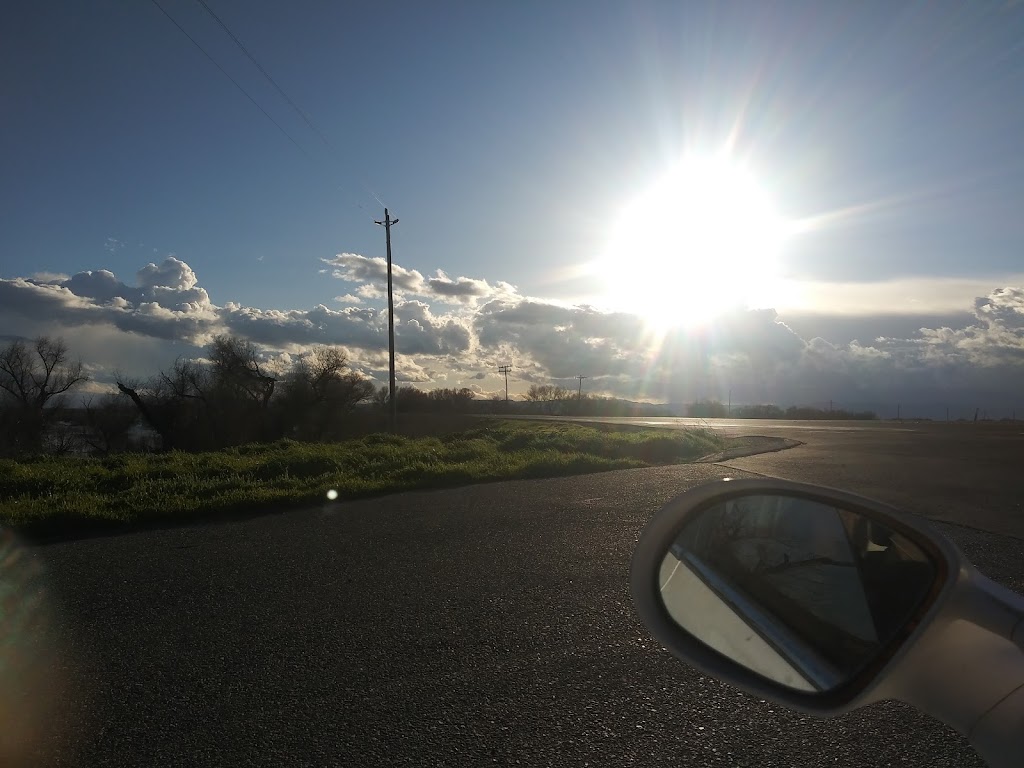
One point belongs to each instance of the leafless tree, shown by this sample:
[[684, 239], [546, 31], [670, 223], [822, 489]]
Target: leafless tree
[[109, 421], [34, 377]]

==

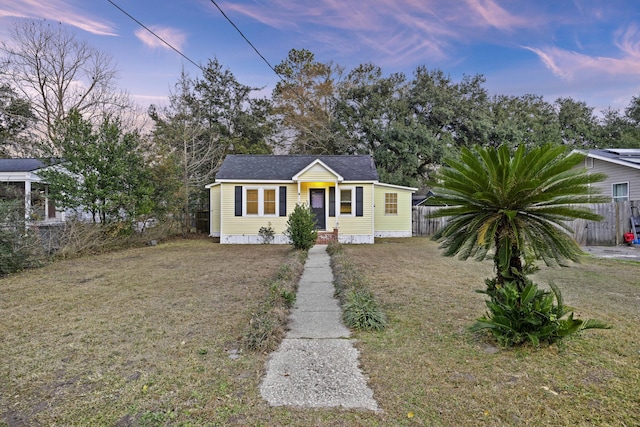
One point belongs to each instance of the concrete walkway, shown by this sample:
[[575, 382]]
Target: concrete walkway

§ **ASSIGNMENT**: Each line of the material that has "walkway" in it should be counted; reply with that number alone.

§ **RESPONSE**: 2